▶ _INSTRUCTION_: Output every line of the listing below as a JSON array of strings, one string per line, with blank lines skipped. Leave the pictures out.

Pointing dataset records
+ + + +
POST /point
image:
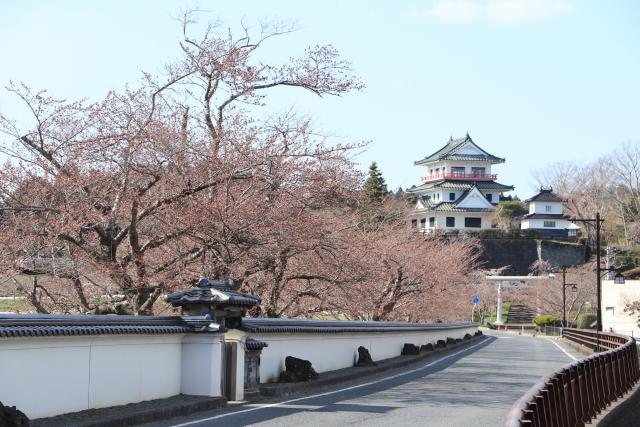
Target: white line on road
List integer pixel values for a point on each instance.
(563, 350)
(273, 405)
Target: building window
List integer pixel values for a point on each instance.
(473, 222)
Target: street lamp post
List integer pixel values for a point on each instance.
(598, 221)
(574, 291)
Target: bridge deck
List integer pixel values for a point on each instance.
(472, 387)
+ + + +
▶ _REPLY_:
[
  "POST /point",
  "image:",
  "Target: white line on road",
  "List integer pixel values for a point on each instance.",
  "(563, 350)",
  "(273, 405)",
  "Target: building window",
  "List integer pixel values for a point on each instance.",
  "(473, 222)",
  "Target: street lamp post",
  "List integer pixel values for a point on each instance.",
  "(598, 221)",
  "(574, 291)",
  "Target: bridge deck",
  "List integer pixel values for a point on each instance.",
  "(472, 387)"
]